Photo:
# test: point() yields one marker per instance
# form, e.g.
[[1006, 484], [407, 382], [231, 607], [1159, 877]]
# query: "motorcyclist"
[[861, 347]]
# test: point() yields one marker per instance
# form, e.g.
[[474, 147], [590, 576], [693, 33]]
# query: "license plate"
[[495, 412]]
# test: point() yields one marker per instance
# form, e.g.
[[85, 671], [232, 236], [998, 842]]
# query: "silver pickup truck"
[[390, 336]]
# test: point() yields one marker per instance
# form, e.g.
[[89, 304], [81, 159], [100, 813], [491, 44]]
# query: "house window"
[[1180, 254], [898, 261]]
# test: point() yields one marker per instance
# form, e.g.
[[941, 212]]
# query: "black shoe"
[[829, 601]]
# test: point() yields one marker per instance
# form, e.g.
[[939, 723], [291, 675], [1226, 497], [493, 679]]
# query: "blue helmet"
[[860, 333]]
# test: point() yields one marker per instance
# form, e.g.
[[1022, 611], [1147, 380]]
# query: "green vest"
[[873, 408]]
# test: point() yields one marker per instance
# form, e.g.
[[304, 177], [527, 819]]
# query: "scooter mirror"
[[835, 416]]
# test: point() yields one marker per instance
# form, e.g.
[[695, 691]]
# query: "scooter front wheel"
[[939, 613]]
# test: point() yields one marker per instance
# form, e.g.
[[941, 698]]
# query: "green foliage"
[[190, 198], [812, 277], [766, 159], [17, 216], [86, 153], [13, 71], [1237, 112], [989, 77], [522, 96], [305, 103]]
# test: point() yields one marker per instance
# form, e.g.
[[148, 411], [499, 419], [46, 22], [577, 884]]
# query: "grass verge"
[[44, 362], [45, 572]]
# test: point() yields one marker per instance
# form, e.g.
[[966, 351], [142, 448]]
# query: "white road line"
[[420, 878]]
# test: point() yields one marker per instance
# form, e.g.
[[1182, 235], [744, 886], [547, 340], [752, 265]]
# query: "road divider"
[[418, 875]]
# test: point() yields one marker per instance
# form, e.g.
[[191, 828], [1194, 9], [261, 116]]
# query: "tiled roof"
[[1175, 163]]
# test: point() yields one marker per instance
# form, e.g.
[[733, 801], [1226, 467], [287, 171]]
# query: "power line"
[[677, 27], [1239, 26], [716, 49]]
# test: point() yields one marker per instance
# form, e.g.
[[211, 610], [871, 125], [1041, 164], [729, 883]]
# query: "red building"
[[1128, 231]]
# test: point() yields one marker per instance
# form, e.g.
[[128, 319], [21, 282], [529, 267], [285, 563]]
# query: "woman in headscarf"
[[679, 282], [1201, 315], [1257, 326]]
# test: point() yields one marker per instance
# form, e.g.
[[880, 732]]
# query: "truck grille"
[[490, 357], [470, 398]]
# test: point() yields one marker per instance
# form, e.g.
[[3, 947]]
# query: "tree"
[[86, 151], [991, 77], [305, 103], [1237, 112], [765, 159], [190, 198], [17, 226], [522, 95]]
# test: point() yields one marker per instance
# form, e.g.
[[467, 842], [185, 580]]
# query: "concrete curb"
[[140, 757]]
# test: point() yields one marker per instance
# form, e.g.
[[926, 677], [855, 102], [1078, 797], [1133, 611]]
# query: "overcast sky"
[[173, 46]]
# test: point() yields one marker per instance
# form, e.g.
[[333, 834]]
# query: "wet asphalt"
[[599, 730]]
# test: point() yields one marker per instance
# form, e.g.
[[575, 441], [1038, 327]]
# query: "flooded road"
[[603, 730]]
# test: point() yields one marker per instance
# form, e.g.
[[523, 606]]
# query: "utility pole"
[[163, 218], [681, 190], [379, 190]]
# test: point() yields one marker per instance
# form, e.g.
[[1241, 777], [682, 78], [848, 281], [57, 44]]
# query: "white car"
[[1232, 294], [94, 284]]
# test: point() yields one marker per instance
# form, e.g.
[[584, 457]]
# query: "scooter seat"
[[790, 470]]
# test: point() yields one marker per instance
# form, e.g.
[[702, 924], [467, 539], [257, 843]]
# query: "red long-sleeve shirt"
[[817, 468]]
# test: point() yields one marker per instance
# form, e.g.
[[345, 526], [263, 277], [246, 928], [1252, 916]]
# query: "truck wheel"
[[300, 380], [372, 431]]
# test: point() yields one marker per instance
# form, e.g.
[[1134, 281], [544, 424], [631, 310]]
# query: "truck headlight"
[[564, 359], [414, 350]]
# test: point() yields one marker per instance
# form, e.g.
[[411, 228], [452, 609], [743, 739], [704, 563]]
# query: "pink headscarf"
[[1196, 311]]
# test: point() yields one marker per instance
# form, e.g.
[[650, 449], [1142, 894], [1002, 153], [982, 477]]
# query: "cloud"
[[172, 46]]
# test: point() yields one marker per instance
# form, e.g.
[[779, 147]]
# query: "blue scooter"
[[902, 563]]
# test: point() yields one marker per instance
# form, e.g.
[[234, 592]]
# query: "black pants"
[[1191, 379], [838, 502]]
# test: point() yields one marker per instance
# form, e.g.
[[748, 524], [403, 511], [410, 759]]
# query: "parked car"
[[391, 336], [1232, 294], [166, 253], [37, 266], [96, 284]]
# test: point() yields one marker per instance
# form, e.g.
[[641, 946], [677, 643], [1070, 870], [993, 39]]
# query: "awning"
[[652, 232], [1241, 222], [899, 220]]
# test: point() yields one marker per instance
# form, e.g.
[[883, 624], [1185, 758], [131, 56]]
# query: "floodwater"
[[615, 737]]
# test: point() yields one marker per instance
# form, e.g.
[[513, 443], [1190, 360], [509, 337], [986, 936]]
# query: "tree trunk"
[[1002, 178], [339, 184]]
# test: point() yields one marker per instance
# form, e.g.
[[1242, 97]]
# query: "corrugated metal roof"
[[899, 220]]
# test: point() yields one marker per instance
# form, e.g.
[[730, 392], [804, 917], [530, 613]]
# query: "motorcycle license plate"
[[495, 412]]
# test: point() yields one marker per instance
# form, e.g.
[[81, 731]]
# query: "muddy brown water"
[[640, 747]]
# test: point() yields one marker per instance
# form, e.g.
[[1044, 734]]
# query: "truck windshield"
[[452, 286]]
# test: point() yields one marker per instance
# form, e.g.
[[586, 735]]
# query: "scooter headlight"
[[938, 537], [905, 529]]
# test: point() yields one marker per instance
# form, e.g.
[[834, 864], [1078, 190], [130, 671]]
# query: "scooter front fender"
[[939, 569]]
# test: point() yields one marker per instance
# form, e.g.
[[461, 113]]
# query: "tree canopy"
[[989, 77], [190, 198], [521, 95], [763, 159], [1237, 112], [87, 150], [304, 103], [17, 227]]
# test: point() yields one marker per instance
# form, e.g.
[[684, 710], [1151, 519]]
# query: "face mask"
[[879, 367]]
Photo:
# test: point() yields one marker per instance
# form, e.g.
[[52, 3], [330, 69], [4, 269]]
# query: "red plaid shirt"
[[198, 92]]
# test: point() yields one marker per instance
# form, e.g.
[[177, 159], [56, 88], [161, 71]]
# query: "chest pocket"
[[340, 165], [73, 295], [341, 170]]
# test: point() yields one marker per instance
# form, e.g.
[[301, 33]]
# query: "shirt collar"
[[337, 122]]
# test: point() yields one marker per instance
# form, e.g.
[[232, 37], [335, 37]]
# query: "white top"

**YOUR GOAL:**
Copy all of the material above word for word, changing nothing.

**EXERCISE RESULT:**
Photo:
# test: point() yields one marker per instance
# form, e.g.
[[1006, 484], [407, 382], [231, 607], [1159, 877]]
# query: "motorcyclist"
[[861, 347]]
# test: point() yields one marker per instance
# form, e.g.
[[474, 147], [590, 576], [693, 33]]
# query: "license plate"
[[495, 412]]
# test: point() yields one marker per instance
# form, e.g.
[[85, 671], [232, 236], [998, 842]]
# query: "silver pickup truck"
[[390, 336]]
# test: point() yields one marker per instance
# form, e.g.
[[89, 304], [81, 159], [100, 813], [491, 44]]
# query: "house window"
[[1180, 254], [898, 261]]
# test: point() yields one marker per instance
# form, e.g.
[[941, 212]]
# query: "black shoe"
[[829, 601]]
# test: point() yields one marker per instance
# form, e.g.
[[939, 723], [291, 675], [1226, 497], [493, 679]]
# query: "blue helmet"
[[860, 333]]
# test: point() yields one marker per instance
# form, e.g.
[[1022, 611], [1147, 380]]
# query: "green vest"
[[873, 408]]
# test: point() yields one marker per instance
# form, e.g.
[[304, 177], [527, 819]]
# query: "scooter mirror"
[[835, 416]]
# test: point() yields one marker per instance
# form, e.g.
[[695, 691]]
# query: "scooter front wheel"
[[939, 613]]
# test: point() yields one marker per instance
# form, e.g.
[[941, 698]]
# query: "green foliage"
[[190, 198], [812, 277], [766, 159], [17, 216], [86, 153], [13, 71], [1237, 112], [989, 77], [522, 96], [305, 103]]
# test: point() yields one marker per instance
# form, e.g.
[[148, 411], [499, 419], [46, 22], [577, 884]]
# query: "grass verge"
[[44, 362], [45, 572]]
# test: point() yields one marker per instance
# form, e.g.
[[966, 351], [142, 448]]
# query: "white road line"
[[420, 878]]
# test: point() yields one marker per instance
# form, e.g.
[[1182, 235], [744, 886], [547, 340], [752, 265]]
# query: "road divider"
[[418, 875]]
# test: point() yields one marker per instance
# form, e.g.
[[191, 828], [1194, 9], [261, 116]]
# query: "tiled roof"
[[1175, 163]]
# test: point() yields one marker per instance
# form, e.g.
[[733, 801], [1226, 467], [287, 171]]
# query: "power line"
[[677, 27], [1239, 26], [716, 49]]
# test: point() yields one marker per instance
# form, e.g.
[[211, 610], [871, 125], [1041, 164], [729, 883]]
# query: "red building"
[[1128, 231]]
# test: point() yields one marker per instance
# form, e.g.
[[128, 319], [21, 282], [529, 267], [285, 563]]
# query: "woman in headscarf"
[[679, 282], [1201, 315], [1257, 326]]
# test: point() yields one marker per instance
# form, e.g.
[[880, 732]]
# query: "truck grille"
[[490, 357], [470, 398]]
# test: point() yields one marker per instance
# form, e.g.
[[3, 947]]
# query: "tree"
[[86, 151], [991, 77], [305, 103], [1237, 112], [765, 159], [190, 198], [17, 226], [522, 95]]
# test: point() yields one marker per instance
# form, e.g.
[[467, 842], [185, 580]]
# query: "concrete curb"
[[140, 757]]
# test: point() yields one marker per instance
# form, e.g.
[[926, 677], [855, 102], [1078, 797], [1133, 611]]
# query: "overcast sky"
[[173, 46]]
# test: point() yields one marker per instance
# form, e.g.
[[333, 834]]
# query: "wet asphalt"
[[599, 730]]
# test: point() yields one marker per instance
# form, e.g.
[[575, 441], [1038, 327]]
# query: "flooded road"
[[603, 730]]
# test: point() yields one marker per instance
# form, e.g.
[[523, 606]]
# query: "utility pole"
[[163, 218], [681, 190], [379, 190]]
# test: point() yields one marker per instance
# form, e.g.
[[1241, 777], [682, 78], [848, 281], [57, 44]]
# query: "white car"
[[1232, 294], [94, 284]]
# test: point() yields one marker per instance
# form, e.g.
[[584, 457]]
# query: "scooter seat"
[[790, 470]]
# test: point() yields one marker per instance
# form, e.g.
[[702, 924], [467, 539], [257, 843]]
# query: "red long-sleeve shirt"
[[817, 468]]
# test: point() yields one marker per instance
# form, e.g.
[[345, 526], [263, 277], [246, 928], [1252, 916]]
# query: "truck wheel"
[[300, 380], [372, 431]]
# test: point() yields one marker per instance
# form, e.g.
[[1134, 281], [544, 424], [631, 310]]
# query: "truck headlight"
[[564, 359], [414, 350]]
# test: point() yields one marker per instance
# form, e.g.
[[411, 228], [452, 609], [743, 739], [704, 563]]
# query: "pink headscarf"
[[1196, 311]]
# test: point() yields one marker per instance
# form, e.g.
[[650, 449], [1142, 894], [1002, 153], [982, 477]]
# query: "cloud"
[[172, 46]]
# test: point() yields one marker per instance
# form, e.g.
[[779, 147]]
# query: "blue scooter"
[[902, 563]]
# test: point() yields one marker per instance
# form, e.g.
[[234, 592]]
# query: "black pants"
[[1191, 379], [838, 502]]
# test: point() yields one marker per instance
# form, e.g.
[[748, 524], [403, 511], [410, 759]]
# query: "parked car"
[[391, 336], [1232, 294], [166, 253], [37, 266], [96, 284]]
# test: point() yields one marker per instance
# form, e.g.
[[641, 946], [677, 643], [1070, 870], [993, 39]]
# query: "awning"
[[652, 232], [1241, 222], [899, 220]]
# test: point() yields one marker per instance
# form, e.g.
[[883, 624], [1185, 758], [131, 56]]
# query: "floodwater"
[[615, 737]]
# test: point() yields one marker per instance
# form, e.g.
[[513, 443], [1190, 360], [509, 337], [986, 936]]
# query: "tree trunk"
[[1002, 178], [339, 184]]
# test: point() yields one marker per instance
# form, e.g.
[[1242, 97]]
# query: "corrugated metal roof"
[[899, 220]]
# test: point() yields one marker per instance
# form, e.g.
[[730, 392], [804, 917], [530, 613]]
# query: "motorcycle license plate"
[[495, 412]]
# test: point() yields one marker per instance
# form, e.g.
[[81, 731]]
# query: "muddy brown water"
[[640, 747]]
# test: point() yields one marker per instance
# form, e.g.
[[1044, 734]]
# query: "truck windshield"
[[452, 286]]
# test: point() yields one marker per instance
# form, e.g.
[[586, 735]]
# query: "scooter headlight"
[[938, 537], [905, 529]]
# test: point() yields one marker per instance
# form, e.g.
[[834, 864], [1078, 190], [130, 671]]
# query: "scooter front fender"
[[939, 569]]
# test: point() yields one marker per instance
# form, e.g.
[[461, 113]]
# query: "tree canopy"
[[989, 77], [190, 198], [521, 95], [763, 159], [1237, 112], [87, 150], [304, 103], [17, 227]]
# test: point() yields one marker per instance
# form, e.g.
[[684, 710], [1151, 519]]
# query: "face mask"
[[879, 367]]
Photo:
# test: point() yields one marker per instance
# form, e.g.
[[52, 3], [330, 69], [4, 269]]
# query: "red plaid shirt"
[[198, 92]]
# test: point() yields one marker per instance
# form, e.g.
[[177, 159], [56, 88], [161, 71]]
# query: "chest pocket"
[[340, 165], [73, 295], [341, 170]]
# test: point() yields one marker per instance
# form, e.g.
[[301, 33]]
# query: "shirt collar"
[[337, 122]]
# test: point() yields one marker per instance
# form, e.g.
[[232, 37], [335, 37]]
# query: "white top"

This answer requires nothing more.